WHAT THIS TASK INVOLVES - Where the records below reach the line containing "Where can the tree trunk", start transcribing, and end with the line containing "Where can the bus window", exactly and with nothing else added.

[Source data]
****************
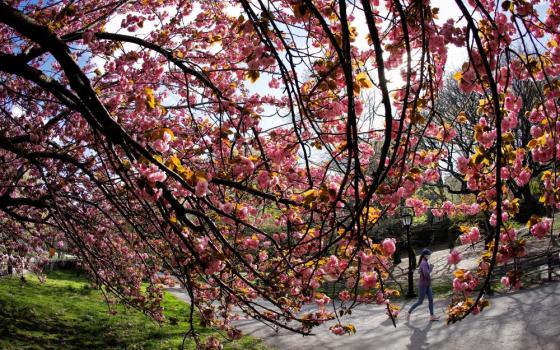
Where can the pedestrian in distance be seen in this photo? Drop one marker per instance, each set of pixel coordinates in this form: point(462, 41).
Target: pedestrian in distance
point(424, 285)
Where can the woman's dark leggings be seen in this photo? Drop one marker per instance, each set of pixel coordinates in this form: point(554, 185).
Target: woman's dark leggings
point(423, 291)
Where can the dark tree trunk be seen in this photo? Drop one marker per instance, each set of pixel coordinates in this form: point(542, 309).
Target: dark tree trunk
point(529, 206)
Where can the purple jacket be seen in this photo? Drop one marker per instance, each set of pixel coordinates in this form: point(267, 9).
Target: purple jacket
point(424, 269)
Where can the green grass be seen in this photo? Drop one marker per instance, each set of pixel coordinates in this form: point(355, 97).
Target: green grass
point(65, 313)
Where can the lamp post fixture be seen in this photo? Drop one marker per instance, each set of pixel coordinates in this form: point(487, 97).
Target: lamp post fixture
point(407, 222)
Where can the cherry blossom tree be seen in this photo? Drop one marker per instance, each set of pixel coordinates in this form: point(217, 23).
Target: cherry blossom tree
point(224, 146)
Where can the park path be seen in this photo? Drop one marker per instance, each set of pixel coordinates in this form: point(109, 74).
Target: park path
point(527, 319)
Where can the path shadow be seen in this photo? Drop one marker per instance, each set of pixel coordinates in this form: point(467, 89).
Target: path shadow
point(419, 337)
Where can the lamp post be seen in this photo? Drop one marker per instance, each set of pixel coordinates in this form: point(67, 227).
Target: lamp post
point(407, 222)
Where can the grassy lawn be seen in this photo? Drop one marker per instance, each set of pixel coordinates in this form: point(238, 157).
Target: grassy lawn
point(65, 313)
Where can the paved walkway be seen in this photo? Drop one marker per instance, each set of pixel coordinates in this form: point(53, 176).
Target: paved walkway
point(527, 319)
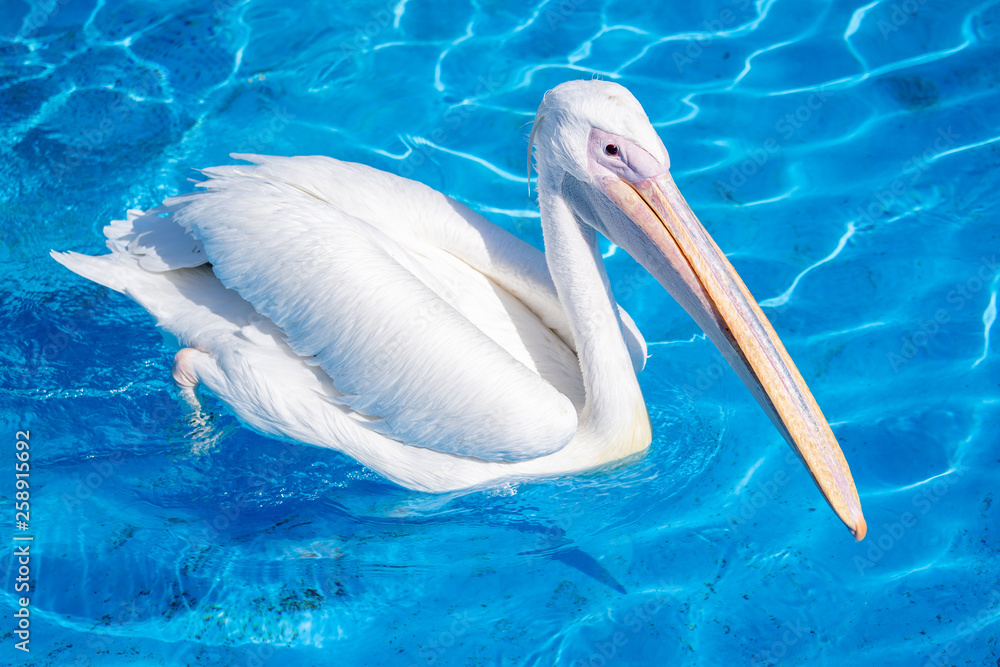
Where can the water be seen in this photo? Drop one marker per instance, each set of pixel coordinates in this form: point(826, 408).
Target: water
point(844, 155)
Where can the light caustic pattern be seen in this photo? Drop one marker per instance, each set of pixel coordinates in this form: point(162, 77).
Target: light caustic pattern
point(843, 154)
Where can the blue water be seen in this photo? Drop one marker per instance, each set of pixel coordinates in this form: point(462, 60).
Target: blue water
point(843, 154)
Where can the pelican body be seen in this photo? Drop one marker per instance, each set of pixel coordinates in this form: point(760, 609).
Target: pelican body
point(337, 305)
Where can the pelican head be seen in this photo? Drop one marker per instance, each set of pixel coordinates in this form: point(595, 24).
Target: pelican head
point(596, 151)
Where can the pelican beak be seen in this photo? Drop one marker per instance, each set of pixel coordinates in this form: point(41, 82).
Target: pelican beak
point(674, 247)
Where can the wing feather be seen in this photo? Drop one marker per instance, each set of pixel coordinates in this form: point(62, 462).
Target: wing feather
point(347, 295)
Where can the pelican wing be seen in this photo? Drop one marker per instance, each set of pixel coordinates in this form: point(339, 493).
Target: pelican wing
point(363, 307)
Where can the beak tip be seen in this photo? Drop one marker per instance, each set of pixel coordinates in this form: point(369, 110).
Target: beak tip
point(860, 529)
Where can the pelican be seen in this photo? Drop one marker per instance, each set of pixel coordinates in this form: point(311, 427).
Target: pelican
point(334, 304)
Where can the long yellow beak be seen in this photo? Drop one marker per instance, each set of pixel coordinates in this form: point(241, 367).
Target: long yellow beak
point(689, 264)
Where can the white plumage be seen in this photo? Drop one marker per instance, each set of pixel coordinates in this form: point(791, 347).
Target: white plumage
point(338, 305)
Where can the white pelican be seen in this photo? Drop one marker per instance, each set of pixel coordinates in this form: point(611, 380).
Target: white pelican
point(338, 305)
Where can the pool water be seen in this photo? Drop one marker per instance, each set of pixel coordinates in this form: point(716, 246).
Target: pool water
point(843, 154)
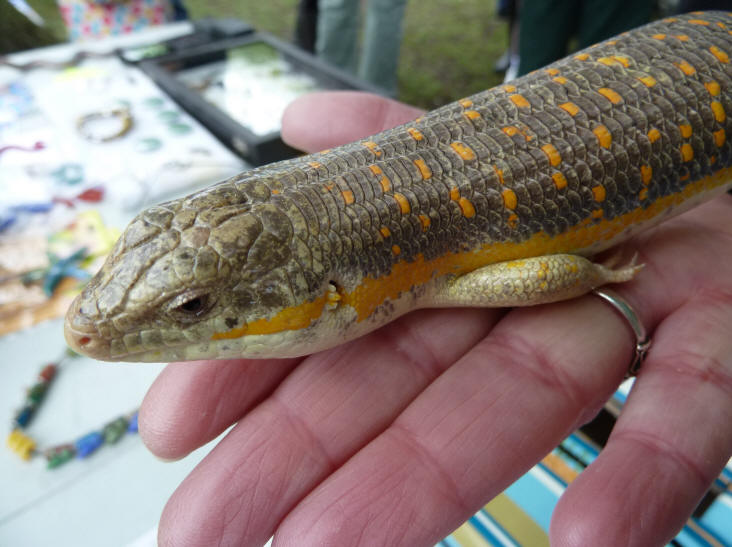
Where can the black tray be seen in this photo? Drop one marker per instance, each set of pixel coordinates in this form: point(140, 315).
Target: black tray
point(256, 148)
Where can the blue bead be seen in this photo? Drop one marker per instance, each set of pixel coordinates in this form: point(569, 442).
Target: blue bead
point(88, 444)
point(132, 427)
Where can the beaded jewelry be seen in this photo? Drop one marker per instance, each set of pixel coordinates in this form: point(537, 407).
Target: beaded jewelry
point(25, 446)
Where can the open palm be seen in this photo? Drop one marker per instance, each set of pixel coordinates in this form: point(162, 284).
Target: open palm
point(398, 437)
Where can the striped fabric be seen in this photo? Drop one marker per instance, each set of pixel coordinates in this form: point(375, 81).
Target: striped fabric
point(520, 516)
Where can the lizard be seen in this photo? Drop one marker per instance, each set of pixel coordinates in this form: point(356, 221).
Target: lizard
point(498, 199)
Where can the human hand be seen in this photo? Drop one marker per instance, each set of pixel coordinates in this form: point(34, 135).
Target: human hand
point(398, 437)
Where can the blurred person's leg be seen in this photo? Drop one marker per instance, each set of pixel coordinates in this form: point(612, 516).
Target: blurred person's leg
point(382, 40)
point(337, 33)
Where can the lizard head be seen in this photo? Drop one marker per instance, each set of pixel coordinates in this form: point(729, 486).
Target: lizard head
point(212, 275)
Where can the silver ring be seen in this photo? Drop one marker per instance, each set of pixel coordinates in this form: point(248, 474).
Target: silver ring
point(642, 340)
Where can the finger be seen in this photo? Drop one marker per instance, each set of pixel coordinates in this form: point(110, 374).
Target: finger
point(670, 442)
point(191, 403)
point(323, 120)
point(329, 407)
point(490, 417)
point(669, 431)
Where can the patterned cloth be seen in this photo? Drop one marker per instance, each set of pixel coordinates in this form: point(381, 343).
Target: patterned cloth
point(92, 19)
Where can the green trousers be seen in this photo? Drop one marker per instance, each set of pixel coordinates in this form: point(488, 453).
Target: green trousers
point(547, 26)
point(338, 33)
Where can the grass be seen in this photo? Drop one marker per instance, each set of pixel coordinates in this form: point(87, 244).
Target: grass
****************
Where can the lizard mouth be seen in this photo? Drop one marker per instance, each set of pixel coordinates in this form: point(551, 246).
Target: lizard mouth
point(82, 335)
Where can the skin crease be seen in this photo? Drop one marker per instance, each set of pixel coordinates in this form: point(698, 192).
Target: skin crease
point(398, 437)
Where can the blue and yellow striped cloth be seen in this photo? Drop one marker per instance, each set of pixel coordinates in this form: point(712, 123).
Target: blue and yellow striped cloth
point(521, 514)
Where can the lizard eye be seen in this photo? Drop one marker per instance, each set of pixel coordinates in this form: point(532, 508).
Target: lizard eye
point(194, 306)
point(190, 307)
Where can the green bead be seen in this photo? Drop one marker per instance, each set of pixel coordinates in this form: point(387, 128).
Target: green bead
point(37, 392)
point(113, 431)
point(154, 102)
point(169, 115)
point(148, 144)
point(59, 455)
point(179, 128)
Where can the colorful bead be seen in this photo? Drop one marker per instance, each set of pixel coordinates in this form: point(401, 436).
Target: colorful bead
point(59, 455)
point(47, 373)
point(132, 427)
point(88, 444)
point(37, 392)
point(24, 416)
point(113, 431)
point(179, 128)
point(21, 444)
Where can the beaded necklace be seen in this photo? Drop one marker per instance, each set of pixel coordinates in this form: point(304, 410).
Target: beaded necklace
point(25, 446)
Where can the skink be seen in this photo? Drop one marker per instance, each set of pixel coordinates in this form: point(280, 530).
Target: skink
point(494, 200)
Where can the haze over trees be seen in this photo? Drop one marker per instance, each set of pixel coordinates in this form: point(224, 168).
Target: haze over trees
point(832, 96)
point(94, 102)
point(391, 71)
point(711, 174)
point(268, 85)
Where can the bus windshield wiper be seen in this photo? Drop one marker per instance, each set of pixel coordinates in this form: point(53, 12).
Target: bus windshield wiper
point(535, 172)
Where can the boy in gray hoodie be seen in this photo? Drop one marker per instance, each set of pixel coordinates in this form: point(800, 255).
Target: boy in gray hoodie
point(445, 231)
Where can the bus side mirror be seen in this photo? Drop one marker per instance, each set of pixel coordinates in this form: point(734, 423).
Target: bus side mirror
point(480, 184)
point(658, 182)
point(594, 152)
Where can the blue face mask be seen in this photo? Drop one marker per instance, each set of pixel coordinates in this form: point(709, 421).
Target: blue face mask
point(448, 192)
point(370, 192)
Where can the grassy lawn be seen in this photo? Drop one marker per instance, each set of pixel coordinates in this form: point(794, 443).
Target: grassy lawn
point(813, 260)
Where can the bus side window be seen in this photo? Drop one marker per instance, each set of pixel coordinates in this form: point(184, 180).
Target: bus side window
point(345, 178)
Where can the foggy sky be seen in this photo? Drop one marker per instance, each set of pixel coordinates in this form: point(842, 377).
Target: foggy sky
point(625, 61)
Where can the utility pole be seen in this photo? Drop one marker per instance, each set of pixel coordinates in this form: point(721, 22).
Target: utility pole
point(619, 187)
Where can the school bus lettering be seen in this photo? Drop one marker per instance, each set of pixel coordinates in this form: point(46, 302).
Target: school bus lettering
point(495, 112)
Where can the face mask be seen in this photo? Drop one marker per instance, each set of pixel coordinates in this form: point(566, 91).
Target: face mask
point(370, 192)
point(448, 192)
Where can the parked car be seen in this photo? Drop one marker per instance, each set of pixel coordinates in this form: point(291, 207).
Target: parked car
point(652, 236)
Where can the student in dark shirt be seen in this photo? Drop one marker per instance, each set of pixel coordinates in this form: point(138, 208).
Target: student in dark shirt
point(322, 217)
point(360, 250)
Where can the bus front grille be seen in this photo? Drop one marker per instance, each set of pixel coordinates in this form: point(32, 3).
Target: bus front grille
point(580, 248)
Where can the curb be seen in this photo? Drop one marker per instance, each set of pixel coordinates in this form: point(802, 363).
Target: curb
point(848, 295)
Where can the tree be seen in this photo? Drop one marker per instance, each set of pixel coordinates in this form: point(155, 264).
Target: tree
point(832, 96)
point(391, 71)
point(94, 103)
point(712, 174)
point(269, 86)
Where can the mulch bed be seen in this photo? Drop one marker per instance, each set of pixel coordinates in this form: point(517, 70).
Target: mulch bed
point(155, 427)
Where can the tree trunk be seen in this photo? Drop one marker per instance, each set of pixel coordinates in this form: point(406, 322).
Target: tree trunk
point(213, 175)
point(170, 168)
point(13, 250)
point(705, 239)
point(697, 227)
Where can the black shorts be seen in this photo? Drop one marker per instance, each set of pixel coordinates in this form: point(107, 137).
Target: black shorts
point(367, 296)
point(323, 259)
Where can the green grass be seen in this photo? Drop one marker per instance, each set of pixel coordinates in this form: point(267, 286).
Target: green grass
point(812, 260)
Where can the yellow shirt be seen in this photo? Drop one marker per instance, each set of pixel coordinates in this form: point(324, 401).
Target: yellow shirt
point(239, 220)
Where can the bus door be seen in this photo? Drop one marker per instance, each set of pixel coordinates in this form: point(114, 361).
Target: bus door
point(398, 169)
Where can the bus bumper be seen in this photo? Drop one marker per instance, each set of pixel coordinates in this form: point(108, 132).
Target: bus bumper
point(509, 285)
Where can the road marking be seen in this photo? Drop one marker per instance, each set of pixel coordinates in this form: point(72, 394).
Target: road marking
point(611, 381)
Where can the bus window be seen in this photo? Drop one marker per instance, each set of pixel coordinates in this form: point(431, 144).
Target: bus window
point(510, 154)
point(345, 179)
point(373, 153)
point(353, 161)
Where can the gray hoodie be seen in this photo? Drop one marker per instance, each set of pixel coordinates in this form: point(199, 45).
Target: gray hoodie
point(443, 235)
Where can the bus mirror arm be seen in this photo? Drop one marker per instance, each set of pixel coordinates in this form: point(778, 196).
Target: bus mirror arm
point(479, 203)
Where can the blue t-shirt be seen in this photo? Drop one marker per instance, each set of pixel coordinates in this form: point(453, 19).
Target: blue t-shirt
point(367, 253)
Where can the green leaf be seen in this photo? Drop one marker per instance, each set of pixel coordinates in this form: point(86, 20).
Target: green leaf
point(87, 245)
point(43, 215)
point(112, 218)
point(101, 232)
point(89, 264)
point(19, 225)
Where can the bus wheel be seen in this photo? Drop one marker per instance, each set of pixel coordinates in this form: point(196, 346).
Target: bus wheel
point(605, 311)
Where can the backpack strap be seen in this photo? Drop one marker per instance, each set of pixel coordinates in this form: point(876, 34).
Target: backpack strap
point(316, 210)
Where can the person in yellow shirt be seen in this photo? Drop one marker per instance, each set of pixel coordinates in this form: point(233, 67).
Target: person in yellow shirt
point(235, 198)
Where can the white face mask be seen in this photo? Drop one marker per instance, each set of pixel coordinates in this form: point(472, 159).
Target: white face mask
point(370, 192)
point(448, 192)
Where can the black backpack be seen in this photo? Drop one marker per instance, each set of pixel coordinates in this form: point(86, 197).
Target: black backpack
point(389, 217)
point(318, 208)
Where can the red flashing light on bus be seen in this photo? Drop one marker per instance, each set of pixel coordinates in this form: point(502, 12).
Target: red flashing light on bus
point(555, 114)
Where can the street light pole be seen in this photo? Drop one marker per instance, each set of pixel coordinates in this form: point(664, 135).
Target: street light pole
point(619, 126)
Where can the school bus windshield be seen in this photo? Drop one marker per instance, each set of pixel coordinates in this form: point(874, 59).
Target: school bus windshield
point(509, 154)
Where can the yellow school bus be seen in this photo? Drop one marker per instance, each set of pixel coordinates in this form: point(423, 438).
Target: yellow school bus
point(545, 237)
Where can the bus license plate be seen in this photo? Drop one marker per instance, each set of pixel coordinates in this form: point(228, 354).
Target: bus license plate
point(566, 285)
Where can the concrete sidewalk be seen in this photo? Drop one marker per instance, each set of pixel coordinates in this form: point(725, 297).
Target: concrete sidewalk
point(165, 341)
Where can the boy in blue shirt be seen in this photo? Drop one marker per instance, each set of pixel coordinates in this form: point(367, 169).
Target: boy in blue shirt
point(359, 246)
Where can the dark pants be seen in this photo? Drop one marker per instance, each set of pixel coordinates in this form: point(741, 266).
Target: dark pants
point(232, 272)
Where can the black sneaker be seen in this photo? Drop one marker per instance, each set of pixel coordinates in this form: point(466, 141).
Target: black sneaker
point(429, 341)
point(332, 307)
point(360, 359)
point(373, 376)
****************
ANSWER SPACE -
Where can the tree trunk be seen in this photo? Drop one marker per instance, each set of pixel coordinates in this form: point(406, 322).
Target: tree trunk
point(213, 175)
point(170, 168)
point(13, 250)
point(705, 239)
point(697, 227)
Where can the black shorts be seen in this photo? Drop one marker per instance, each set of pixel coordinates in this form: point(107, 137).
Target: black shorts
point(367, 296)
point(323, 259)
Where can the green grass be seen in this photo? Drop one marker per instance, each set of pixel coordinates in this form: point(267, 286).
Target: green grass
point(812, 260)
Where can the yellow shirt be seen in this photo? Drop one marker per instance, each set of pixel coordinates in this form: point(324, 401).
Target: yellow shirt
point(239, 220)
Where can the bus door be seen in this photo? Drop one marker per instance, each set of pixel coordinates in this form: point(114, 361).
Target: bus door
point(398, 169)
Where can the bus bumper be seen in this photo? Drop one marker per instance, each set of pixel coordinates in this form: point(108, 132).
Target: bus bumper
point(509, 285)
Where can the road marking be seen in this photo? Drop one marker per instance, each set of pixel coordinates in this form: point(72, 394).
Target: road marking
point(611, 381)
Where can the bus window be seen in this photo? Drop one marker per instance, each set of pixel coordinates in this form: point(431, 144).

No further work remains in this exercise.